▶ _Required task_
Carry on the mailing-list reply below about memory controller soft limit reclaim, starting right after its final line.

▶ _Text provided_
Re: [RFC][PATCH 4/4] Memory controller soft limit reclaim oncontention (v2)

From: Balbir Singh
Date: Mon Feb 16 2009 - 22:12:31 EST


* KOSAKI Motohiro <kosaki.motohiro@xxxxxxxxxxxxxx> [2009-02-17 10:20:44]:

> >
> > From: Balbir Singh <balbir@xxxxxxxxxxxxxxxxxx>
> >
> > Changelog v2...v1
> > 1. Added support for hierarchical soft limits
> >
> > This patch allows reclaim from memory cgroups on contention (via the
> > __alloc_pages_internal() path). If a order greater than 0 is specified, we
> > anyway fall back on try_to_free_pages().
> >
> > memory cgroup soft limit reclaim finds the group that exceeds its soft limit
> > by the largest amount and reclaims pages from it and then reinserts the
> > cgroup into its correct place in the rbtree.
> >
> > Signed-off-by: Balbir Singh <balbir@xxxxxxxxxxxxxxxxxx>
> > ---
> >
> > include/linux/memcontrol.h | 1
> > mm/memcontrol.c | 105 +++++++++++++++++++++++++++++++++++++++-----
> > mm/page_alloc.c | 10 ++++
> > 3 files changed, 104 insertions(+), 12 deletions(-)

▶ _Stored rows_
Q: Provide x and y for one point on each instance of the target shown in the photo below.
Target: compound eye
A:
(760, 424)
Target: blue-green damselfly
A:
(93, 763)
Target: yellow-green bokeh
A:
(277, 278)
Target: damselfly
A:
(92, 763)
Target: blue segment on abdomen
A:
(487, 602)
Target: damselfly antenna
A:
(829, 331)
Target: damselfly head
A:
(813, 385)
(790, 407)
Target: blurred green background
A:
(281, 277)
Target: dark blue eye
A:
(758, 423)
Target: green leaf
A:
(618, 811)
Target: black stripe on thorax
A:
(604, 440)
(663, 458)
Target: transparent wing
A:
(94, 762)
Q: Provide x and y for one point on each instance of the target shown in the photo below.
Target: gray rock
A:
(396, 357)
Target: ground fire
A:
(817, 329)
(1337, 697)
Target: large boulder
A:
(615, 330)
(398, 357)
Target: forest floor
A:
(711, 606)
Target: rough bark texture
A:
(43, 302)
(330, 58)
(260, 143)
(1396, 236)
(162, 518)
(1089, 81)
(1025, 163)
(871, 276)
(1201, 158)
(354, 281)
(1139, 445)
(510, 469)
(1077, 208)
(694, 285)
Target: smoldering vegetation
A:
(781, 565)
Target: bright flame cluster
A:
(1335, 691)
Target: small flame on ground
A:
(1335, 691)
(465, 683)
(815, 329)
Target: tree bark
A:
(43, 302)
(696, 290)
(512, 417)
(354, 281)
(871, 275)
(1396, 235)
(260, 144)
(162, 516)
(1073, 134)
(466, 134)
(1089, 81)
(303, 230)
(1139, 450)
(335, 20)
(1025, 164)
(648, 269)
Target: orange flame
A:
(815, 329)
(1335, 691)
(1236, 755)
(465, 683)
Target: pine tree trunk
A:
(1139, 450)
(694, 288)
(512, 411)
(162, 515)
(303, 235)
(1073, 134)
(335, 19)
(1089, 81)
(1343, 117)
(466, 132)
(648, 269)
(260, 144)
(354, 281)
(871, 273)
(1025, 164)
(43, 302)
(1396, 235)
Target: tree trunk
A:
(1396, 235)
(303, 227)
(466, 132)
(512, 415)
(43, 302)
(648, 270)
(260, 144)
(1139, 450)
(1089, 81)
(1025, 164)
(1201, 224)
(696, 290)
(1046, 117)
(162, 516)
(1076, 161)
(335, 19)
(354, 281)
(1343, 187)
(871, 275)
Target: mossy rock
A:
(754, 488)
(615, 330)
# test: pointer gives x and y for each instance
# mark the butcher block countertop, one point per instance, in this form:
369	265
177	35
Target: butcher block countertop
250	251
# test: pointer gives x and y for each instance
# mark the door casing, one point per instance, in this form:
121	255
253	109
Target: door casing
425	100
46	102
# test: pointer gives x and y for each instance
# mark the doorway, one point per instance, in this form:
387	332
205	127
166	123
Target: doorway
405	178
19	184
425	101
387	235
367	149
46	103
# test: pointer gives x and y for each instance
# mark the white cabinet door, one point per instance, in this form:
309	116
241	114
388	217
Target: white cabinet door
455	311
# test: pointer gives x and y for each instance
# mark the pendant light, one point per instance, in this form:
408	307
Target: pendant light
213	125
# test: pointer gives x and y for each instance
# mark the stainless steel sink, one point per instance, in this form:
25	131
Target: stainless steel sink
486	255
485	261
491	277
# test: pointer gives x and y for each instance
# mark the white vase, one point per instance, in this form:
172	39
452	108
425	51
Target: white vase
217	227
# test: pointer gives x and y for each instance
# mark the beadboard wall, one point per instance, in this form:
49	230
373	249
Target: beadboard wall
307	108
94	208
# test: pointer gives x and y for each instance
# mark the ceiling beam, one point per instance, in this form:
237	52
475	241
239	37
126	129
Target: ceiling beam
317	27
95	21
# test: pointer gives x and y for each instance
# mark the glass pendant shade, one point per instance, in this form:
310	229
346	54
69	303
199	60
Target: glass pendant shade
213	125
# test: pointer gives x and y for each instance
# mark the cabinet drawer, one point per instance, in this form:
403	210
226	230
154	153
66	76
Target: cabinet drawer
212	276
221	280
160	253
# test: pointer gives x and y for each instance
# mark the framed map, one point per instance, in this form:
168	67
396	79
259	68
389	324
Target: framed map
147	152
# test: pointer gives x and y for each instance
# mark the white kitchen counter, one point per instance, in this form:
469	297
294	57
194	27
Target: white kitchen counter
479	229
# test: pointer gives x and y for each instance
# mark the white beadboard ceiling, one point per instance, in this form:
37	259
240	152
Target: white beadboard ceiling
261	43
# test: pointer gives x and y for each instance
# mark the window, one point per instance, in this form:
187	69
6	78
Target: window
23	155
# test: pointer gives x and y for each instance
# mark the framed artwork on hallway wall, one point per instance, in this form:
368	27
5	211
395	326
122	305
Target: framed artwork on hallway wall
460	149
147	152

▶ _Exercise output_
> >
> >
> > diff --git a/include/linux/memcontrol.h b/include/linux/memcontrol.h
> > index 18146c9..a50f73e 100644
> > --- a/include/linux/memcontrol.h
> > +++ b/include/linux/memcontrol.h
> > @@ -116,6 +116,7 @@ static inline bool mem_cgroup_disabled(void)
> > }
> >
> > extern bool mem_cgroup_oom_called(struct task_struct *task);
> > +extern unsigned long mem_cgroup_soft_limit_reclaim(gfp_t gfp_mask);
> >
> > #else /* CONFIG_CGROUP_MEM_RES_CTLR */
> > struct mem_cgroup;
> > diff --git a/mm/memcontrol.c b/mm/memcontrol.c
> > index a2617ac..dd835d3 100644
> > --- a/mm/memcontrol.c
> > +++ b/mm/memcontrol.c
> > @@ -188,6 +188,7 @@ struct mem_cgroup {
> > struct rb_node mem_cgroup_node;
> > unsigned long long usage_in_excess;
> > unsigned long last_tree_update;
> > + bool on_tree;
> >
> > /*
> > * statistics. This must be placed at the end of memcg.
> > @@ -195,7 +196,7 @@ struct mem_cgroup {
> > struct mem_cgroup_stat stat;
> > };
> >
> > -#define MEM_CGROUP_TREE_UPDATE_INTERVAL (HZ)
> > +#define MEM_CGROUP_TREE_UPDATE_INTERVAL (HZ/4)
>
> ??
> moving [3/4] is proper more?
>

Yes, I can move it there. Thanks!

>
> >
> > enum charge_type {
> > MEM_CGROUP_CHARGE_TYPE_CACHE = 0,
> > @@ -229,14 +230,15 @@ static void mem_cgroup_get(struct mem_cgroup *mem);
> > static void mem_cgroup_put(struct mem_cgroup *mem);
> > static struct mem_cgroup *parent_mem_cgroup(struct mem_cgroup *mem);
> >
> > -static void mem_cgroup_insert_exceeded(struct mem_cgroup *mem)
> > +static void __mem_cgroup_insert_exceeded(struct mem_cgroup *mem)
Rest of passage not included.